Restating every entry exactly is the whole task.

→ **Dataset items**
*-*-*

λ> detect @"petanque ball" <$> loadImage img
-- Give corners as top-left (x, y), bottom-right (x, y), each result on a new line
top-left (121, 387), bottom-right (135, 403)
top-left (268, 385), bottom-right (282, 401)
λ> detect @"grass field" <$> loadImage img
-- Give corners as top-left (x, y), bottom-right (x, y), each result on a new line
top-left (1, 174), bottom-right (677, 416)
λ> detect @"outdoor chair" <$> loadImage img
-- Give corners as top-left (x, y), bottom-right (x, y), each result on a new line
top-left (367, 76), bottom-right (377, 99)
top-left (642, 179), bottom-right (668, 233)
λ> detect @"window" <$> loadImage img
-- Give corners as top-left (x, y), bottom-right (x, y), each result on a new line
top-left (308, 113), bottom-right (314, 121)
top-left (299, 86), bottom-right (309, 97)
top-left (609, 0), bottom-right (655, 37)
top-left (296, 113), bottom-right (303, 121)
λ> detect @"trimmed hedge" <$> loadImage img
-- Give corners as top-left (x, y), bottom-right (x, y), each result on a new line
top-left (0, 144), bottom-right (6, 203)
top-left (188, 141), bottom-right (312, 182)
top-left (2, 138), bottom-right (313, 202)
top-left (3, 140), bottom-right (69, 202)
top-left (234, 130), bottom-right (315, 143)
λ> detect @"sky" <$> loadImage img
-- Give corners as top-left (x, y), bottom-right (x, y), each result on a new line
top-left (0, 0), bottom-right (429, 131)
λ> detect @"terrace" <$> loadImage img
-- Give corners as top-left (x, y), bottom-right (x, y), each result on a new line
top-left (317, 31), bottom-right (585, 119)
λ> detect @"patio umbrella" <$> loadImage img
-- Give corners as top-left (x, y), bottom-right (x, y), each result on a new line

*-*-*

→ **Response**
λ> detect @"petanque ball" <$> loadImage img
-- Give corners as top-left (x, y), bottom-right (x, y), each result on a new line
top-left (121, 387), bottom-right (135, 403)
top-left (268, 385), bottom-right (282, 401)
λ> detect @"grass field" <$> loadImage img
-- Give corners as top-left (x, y), bottom-right (x, y), each result on a new line
top-left (1, 174), bottom-right (677, 416)
λ> detect @"outdoor chair" <$> loadImage img
-- Give corners as top-left (x, y), bottom-right (x, y), each result on a new line
top-left (367, 76), bottom-right (377, 99)
top-left (642, 179), bottom-right (668, 233)
λ> detect @"window" <$> loadImage img
-- Give corners as top-left (x, y), bottom-right (x, y), each result on a new line
top-left (308, 113), bottom-right (314, 121)
top-left (299, 86), bottom-right (309, 97)
top-left (609, 0), bottom-right (655, 37)
top-left (296, 113), bottom-right (303, 121)
λ> detect @"trimmed hedge" <$> loadImage img
-- Give corners as top-left (x, y), bottom-right (x, y), each result on a new line
top-left (0, 144), bottom-right (6, 203)
top-left (188, 141), bottom-right (312, 182)
top-left (2, 138), bottom-right (313, 202)
top-left (3, 140), bottom-right (69, 202)
top-left (234, 130), bottom-right (315, 143)
λ> detect @"sky" <$> loadImage img
-- Give corners as top-left (x, y), bottom-right (x, y), each result on a new line
top-left (0, 0), bottom-right (429, 131)
λ> detect @"terrace" <$> loadImage img
-- Give corners as top-left (x, y), bottom-right (x, y), each result on a new line
top-left (317, 31), bottom-right (585, 119)
λ> detect @"patio umbrella" <$> loadImage img
-- Give corners as top-left (x, y), bottom-right (x, y), each result on a new line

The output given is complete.